The Claimant, Global Aerospares Limited (GAL), supplied aircraft parts to the Defendant, Airest AS (Airest), an aircraft repair business at Tallinn airport. A dispute arose and GAL wished to commence arbitration proceedings. The arbitration clause was very basic and made no provision for the appointment of arbitrators. It simply said: "This Agreement is subject to English jurisdiction. If a dispute cannot be settled by negotiation it shall be settled by arbitration in London".

GAL sent a covering letter enclosing a Request for Arbitration (Request) in which it proposed the appointment of a sole arbitrator. It identified three potential arbitrators and invited Airest to respond within 21 days. It also stated that documentation had been filed with the LCIA in order to commence arbitration proceedings. GAL subsequently issued a claim in the English Commercial Court, seeking directions under s18 of the Act regarding the appointment of a sole arbitrator.

Airest opposed the application and made an application under CPR Part 11(1) for an order that the Court had no jurisdiction. The basis for this argument was that the Court's power under s18 of the Act was not engaged. Alternatively, it argued that GAL's Request was not a valid request to appoint an arbitrator within the meaning of s16(3) of the Act because it was not sufficiently clear to comply with the requirements of the Act and had not been validly served. It argued that, as a result, the process for the appointment of an arbitrator provided for by the Act had not been begun. If the process had not been begun, it could not be said that there has been a failure of that process, and so the Court's powers under s18 could not be exercised.

· · ·

- REQUIRED WORK
Answer each question from the arbitration text:
(a) Where was Airest's aircraft repair business located?
(b) How many days did GAL give Airest to respond?
(c) Under what part of the CPR did Airest apply for an order that the Court had no jurisdiction?
Nothing in the records is needed here.

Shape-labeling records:
· · ·

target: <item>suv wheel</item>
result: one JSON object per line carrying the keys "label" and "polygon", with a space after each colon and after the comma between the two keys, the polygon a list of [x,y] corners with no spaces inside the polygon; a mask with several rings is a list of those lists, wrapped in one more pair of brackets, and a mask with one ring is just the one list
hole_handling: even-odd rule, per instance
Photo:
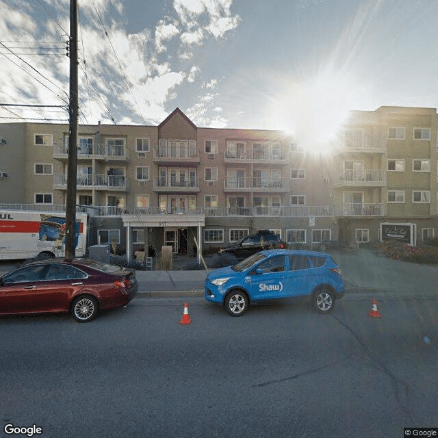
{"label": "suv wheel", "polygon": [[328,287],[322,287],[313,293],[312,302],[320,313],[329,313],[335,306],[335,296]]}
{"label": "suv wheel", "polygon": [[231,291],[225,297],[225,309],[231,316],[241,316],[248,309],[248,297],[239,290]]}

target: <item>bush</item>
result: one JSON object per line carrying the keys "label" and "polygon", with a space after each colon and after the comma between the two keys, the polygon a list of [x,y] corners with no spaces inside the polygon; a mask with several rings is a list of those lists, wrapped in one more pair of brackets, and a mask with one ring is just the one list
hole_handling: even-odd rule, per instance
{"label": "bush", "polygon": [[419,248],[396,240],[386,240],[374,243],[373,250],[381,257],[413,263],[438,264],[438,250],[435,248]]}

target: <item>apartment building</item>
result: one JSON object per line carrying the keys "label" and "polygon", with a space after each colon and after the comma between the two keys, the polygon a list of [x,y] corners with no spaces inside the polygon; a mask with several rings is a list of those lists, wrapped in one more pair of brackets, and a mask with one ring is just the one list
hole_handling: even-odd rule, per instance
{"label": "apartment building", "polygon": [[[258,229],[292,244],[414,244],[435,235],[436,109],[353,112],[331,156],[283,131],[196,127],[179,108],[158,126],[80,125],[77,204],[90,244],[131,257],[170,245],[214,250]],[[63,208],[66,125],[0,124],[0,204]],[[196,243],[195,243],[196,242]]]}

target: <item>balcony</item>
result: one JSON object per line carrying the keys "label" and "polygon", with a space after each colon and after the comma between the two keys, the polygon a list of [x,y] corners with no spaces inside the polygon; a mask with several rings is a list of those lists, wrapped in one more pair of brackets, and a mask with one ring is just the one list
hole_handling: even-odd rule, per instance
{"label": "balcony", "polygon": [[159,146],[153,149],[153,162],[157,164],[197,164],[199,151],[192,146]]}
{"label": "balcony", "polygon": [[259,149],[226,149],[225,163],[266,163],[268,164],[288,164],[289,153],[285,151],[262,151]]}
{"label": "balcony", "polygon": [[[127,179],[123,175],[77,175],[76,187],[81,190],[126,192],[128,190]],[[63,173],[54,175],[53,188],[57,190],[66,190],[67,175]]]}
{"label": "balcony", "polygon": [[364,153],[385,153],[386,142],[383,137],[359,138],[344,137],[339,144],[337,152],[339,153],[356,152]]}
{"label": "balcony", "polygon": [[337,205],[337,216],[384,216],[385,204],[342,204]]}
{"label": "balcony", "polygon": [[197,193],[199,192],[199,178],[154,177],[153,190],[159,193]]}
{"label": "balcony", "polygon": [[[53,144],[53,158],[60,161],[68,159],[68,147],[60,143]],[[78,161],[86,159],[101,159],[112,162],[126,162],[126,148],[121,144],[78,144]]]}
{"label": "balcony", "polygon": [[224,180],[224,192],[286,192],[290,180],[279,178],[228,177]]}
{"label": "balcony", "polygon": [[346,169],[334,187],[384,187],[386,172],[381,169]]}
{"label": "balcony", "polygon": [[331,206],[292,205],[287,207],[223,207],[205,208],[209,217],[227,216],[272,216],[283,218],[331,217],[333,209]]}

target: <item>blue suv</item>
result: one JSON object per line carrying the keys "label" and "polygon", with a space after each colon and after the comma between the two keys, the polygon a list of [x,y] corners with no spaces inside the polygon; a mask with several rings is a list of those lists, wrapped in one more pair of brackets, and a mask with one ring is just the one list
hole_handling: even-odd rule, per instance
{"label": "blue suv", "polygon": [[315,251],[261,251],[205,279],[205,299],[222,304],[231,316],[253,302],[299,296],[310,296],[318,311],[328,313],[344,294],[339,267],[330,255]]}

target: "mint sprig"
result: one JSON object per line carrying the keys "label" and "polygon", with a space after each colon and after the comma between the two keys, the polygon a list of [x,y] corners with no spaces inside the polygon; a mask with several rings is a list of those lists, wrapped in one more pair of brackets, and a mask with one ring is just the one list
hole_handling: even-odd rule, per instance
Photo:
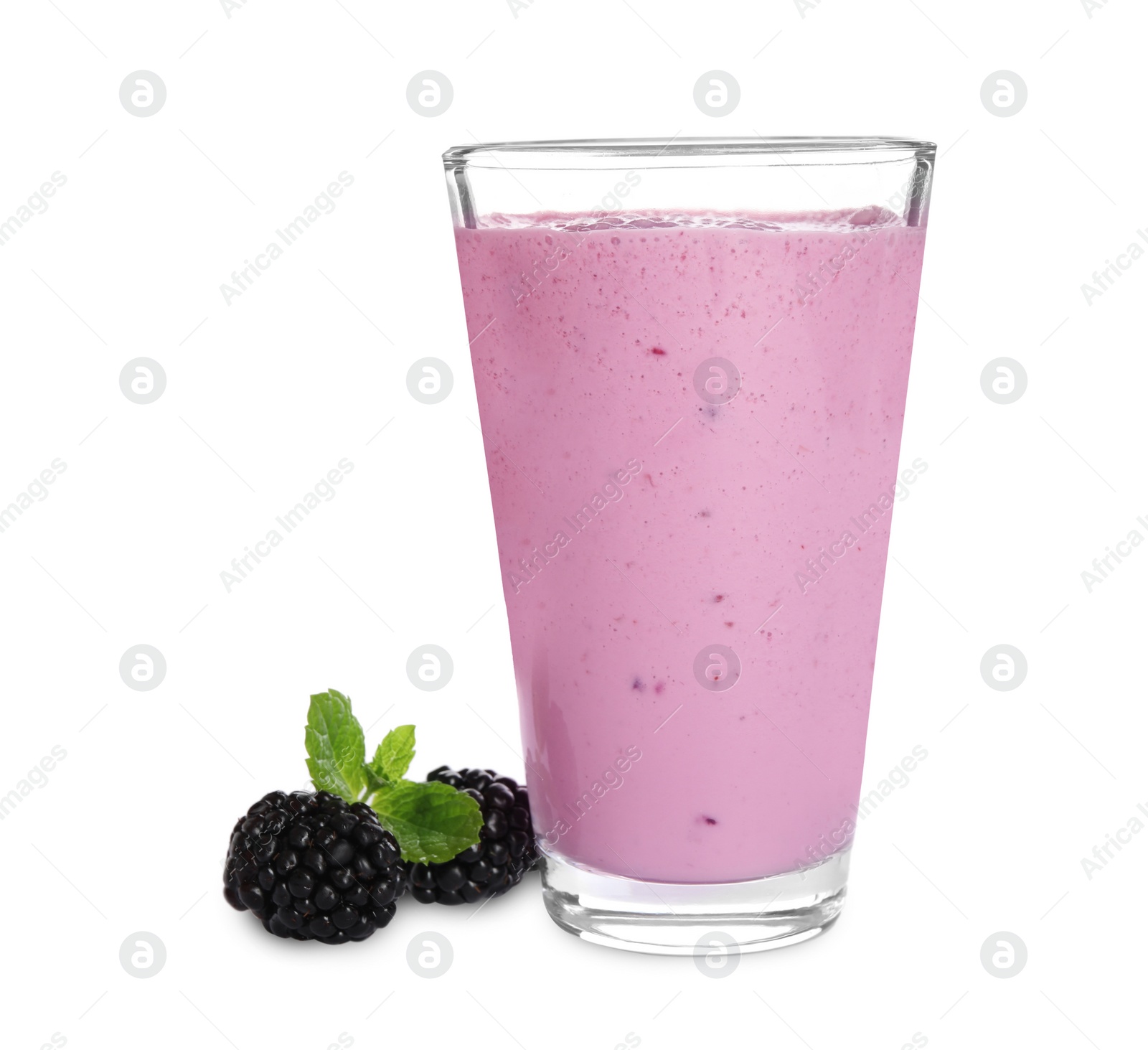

· · ·

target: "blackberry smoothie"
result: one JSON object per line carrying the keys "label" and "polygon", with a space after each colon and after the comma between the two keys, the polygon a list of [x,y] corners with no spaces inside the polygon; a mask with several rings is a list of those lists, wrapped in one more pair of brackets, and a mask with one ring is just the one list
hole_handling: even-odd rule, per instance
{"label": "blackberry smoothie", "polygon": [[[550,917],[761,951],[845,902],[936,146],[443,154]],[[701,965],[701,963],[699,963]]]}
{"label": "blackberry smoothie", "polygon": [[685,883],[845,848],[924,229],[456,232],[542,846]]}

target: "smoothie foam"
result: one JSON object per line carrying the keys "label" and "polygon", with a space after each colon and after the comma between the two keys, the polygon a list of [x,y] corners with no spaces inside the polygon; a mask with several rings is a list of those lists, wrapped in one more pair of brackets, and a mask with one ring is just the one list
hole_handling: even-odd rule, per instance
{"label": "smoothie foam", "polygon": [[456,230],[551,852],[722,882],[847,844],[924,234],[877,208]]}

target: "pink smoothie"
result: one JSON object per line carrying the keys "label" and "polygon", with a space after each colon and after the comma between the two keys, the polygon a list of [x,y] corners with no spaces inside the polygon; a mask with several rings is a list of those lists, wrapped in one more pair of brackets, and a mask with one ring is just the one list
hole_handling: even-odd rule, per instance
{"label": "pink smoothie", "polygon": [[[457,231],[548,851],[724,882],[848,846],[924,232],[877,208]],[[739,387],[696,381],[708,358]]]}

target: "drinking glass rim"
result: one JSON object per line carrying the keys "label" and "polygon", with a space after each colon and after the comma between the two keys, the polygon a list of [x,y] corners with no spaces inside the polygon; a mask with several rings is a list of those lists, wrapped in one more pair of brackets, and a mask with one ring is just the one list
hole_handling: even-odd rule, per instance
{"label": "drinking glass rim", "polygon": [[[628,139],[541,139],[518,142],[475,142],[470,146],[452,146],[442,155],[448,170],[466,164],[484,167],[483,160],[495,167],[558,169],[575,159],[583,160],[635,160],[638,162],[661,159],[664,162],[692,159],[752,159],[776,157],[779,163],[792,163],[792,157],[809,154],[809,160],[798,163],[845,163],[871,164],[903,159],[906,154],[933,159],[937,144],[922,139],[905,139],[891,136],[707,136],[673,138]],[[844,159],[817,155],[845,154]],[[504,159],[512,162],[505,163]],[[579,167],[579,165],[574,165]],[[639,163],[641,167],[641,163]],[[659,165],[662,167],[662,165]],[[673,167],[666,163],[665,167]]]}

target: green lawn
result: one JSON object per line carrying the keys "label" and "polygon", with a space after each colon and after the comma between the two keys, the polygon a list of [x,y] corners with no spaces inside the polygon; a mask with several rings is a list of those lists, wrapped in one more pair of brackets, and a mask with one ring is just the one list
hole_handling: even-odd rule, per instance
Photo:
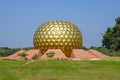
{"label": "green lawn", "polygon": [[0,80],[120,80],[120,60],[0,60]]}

· · ·

- PROBLEM SOLUTION
(a) At Tallinn airport
(b) 21 days
(c) CPR Part 11(1)